What needs to be done:
Every line from the one with "Place a point on every instance of the black" through the end of the records below should be restated word for word, and nothing outside that span.

--- start of Entries provided ---

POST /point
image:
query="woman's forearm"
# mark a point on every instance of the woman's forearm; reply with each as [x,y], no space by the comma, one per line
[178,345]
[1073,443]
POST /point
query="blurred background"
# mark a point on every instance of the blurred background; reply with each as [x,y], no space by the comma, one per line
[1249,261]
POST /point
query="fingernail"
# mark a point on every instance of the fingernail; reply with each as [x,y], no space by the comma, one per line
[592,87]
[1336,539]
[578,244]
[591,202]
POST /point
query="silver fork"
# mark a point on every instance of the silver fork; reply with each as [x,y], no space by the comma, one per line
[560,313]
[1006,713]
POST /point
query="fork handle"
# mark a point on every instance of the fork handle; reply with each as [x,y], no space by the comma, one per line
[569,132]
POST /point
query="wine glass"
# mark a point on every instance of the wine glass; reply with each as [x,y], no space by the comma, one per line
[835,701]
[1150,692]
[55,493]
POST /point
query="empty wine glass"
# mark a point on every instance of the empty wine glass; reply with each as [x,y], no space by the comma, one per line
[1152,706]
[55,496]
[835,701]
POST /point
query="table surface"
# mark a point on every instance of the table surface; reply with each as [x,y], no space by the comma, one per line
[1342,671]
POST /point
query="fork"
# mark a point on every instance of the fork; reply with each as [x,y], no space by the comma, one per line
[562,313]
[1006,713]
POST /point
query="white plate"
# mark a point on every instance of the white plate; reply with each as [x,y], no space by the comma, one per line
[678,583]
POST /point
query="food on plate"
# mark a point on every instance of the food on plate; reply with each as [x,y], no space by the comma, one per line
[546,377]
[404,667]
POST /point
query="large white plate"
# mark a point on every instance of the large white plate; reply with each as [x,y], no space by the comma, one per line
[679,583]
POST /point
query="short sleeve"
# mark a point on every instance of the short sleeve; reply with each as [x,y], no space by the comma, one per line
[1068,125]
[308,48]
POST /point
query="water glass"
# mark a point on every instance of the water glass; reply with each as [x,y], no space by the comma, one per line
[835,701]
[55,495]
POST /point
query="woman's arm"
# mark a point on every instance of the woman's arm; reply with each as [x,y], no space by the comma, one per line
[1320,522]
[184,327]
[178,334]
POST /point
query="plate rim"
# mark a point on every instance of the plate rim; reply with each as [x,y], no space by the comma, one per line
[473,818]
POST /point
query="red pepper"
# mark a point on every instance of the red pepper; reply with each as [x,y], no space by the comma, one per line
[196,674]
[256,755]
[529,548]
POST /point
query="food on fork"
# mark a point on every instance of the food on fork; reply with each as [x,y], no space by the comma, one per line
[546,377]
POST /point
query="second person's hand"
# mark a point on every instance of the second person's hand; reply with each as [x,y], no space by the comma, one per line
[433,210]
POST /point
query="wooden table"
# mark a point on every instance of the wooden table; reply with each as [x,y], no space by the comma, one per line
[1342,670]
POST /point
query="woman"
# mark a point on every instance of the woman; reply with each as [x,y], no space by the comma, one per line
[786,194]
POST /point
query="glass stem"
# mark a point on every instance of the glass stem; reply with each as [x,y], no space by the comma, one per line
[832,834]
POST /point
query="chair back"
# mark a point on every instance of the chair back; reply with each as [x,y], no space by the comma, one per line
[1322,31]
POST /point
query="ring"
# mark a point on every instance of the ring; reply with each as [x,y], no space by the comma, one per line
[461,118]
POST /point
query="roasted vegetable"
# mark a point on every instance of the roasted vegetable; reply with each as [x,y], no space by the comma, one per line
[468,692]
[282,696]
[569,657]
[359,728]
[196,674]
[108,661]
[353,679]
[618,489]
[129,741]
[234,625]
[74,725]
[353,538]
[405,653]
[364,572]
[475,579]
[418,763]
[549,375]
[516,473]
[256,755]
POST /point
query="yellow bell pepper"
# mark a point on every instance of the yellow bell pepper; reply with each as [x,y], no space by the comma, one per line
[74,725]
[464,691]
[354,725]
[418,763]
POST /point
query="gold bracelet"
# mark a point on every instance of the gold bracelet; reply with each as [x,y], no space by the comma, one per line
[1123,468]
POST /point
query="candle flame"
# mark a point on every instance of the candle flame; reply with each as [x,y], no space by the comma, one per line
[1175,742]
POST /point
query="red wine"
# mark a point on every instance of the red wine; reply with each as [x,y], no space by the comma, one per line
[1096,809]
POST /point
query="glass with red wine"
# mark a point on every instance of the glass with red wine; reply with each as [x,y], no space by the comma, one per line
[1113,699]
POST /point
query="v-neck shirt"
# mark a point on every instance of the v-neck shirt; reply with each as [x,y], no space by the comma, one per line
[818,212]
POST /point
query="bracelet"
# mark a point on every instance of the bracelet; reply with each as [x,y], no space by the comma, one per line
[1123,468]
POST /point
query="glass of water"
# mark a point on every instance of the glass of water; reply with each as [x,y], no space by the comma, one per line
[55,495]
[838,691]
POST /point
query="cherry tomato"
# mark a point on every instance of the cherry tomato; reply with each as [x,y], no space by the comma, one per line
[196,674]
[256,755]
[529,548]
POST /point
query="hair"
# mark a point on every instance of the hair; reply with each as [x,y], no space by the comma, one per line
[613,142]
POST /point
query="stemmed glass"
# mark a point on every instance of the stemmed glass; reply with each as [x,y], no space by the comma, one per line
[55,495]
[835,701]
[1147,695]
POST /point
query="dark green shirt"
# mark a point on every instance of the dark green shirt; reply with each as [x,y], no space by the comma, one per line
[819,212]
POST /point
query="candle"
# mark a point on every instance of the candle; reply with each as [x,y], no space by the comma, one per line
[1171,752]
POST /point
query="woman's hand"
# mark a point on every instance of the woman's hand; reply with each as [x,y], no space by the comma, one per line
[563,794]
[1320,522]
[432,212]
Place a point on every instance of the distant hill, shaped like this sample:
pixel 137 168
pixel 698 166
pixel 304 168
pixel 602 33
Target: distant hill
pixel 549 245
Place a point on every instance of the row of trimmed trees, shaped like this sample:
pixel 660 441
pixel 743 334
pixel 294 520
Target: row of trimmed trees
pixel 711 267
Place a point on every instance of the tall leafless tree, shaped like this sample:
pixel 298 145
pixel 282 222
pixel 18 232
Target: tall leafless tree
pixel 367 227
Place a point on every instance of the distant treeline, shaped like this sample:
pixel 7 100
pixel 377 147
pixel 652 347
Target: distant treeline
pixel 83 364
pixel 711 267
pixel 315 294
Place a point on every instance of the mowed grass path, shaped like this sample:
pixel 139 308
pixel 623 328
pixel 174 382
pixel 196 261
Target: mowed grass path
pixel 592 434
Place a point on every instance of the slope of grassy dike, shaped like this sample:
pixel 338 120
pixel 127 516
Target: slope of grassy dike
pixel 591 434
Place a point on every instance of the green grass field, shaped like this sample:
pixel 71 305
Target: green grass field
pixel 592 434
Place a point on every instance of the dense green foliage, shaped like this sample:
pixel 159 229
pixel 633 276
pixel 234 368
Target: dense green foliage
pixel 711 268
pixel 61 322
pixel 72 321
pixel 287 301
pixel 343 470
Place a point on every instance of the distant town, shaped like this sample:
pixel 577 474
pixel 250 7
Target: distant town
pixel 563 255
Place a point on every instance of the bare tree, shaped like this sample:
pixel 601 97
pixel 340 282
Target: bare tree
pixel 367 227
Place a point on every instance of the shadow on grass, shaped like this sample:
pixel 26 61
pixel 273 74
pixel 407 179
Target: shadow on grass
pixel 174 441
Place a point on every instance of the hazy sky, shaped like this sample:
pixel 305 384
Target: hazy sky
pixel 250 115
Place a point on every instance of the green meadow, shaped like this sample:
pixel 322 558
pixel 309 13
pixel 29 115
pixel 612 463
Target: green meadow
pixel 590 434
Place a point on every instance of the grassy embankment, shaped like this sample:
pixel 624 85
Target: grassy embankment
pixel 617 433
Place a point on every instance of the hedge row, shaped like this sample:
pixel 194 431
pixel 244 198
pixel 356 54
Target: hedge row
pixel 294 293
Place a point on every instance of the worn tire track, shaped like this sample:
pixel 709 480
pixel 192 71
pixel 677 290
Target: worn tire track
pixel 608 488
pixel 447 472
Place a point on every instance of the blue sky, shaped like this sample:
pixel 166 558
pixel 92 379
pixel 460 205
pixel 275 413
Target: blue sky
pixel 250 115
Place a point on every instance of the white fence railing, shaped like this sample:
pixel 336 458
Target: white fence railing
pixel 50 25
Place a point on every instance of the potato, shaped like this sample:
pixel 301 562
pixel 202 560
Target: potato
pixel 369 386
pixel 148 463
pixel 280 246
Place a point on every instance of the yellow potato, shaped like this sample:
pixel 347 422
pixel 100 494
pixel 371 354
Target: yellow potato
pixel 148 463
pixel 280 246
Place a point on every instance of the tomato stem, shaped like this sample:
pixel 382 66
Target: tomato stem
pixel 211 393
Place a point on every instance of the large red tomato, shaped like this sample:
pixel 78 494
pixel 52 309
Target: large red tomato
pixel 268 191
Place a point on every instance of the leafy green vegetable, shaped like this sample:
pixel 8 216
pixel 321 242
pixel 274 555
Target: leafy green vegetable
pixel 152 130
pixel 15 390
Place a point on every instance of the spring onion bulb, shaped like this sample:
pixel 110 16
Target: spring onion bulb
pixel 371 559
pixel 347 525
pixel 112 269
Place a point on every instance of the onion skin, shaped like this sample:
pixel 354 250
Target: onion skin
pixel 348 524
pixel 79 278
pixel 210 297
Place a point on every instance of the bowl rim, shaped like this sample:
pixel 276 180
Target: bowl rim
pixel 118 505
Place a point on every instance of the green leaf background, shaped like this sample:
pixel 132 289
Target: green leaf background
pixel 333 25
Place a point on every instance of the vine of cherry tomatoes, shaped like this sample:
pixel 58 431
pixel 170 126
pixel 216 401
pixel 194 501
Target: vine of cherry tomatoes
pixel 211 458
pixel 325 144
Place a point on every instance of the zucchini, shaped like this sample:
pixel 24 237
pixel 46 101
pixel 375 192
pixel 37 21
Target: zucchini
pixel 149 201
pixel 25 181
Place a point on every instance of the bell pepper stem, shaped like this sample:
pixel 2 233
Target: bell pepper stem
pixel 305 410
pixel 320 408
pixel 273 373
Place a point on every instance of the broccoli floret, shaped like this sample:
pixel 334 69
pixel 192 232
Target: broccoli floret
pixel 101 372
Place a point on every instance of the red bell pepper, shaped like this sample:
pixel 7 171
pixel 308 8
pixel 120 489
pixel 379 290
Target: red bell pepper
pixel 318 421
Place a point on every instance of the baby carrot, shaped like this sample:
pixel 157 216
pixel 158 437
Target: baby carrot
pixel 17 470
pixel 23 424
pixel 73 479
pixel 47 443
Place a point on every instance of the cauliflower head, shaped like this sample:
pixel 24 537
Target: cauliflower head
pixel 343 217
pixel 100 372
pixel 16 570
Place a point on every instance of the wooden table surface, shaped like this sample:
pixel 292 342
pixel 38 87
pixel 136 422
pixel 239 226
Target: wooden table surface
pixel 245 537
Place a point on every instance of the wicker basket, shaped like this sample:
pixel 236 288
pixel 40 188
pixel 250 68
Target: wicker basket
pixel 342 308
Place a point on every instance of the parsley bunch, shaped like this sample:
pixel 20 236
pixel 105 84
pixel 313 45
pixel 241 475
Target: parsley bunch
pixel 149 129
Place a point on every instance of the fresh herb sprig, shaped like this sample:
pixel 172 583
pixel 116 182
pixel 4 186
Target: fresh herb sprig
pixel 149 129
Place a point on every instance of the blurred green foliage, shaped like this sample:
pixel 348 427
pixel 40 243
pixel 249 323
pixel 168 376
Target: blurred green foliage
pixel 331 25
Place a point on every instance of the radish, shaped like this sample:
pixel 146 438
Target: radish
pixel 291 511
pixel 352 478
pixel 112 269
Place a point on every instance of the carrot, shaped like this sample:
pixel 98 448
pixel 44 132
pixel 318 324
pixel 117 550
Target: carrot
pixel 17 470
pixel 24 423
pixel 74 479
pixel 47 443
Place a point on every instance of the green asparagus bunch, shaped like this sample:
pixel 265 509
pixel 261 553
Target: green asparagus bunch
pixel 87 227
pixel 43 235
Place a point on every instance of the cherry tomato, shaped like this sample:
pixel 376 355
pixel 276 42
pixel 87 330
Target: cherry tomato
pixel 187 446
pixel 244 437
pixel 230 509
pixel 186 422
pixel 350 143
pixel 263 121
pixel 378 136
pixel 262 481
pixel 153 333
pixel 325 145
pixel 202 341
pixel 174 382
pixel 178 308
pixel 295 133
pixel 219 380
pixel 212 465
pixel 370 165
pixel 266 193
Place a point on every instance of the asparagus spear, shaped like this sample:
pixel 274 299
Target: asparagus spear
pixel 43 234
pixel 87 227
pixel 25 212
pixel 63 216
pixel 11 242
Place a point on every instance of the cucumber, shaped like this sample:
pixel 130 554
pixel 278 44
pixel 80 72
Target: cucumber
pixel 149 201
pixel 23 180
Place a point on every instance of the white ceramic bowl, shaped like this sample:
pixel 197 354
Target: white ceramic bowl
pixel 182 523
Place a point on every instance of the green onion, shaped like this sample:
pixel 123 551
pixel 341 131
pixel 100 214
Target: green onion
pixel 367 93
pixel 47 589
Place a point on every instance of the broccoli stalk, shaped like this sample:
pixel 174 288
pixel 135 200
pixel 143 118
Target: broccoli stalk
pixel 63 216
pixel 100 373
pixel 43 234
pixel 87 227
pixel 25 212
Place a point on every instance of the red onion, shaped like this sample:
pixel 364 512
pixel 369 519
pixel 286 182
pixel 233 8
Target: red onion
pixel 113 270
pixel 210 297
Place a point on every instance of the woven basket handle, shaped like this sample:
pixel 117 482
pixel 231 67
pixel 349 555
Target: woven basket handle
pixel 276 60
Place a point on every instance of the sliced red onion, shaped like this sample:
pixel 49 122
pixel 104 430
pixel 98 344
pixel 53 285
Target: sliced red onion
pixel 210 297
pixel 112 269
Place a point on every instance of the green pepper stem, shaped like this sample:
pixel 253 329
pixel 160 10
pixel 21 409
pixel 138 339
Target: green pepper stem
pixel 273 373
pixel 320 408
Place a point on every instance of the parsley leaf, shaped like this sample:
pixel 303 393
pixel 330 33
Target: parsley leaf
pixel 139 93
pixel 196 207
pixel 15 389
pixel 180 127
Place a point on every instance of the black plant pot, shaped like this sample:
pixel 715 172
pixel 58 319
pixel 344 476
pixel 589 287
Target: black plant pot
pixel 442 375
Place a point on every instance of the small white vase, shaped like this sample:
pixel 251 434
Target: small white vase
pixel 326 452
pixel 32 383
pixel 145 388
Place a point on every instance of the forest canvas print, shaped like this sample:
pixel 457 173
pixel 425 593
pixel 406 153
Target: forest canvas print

--- end of Entries provided ---

Reply to the exercise:
Place a point on every instance of the black plant pot, shaped like this sample:
pixel 715 172
pixel 58 319
pixel 344 476
pixel 589 287
Target: black plant pot
pixel 442 375
Place a point on every instance of the small white vase, shaped like this sample:
pixel 251 434
Target: small white vase
pixel 326 452
pixel 32 383
pixel 145 388
Place a point on every instance of the forest canvas print, shaped like this sample:
pixel 457 173
pixel 425 593
pixel 406 153
Target: forest canvas print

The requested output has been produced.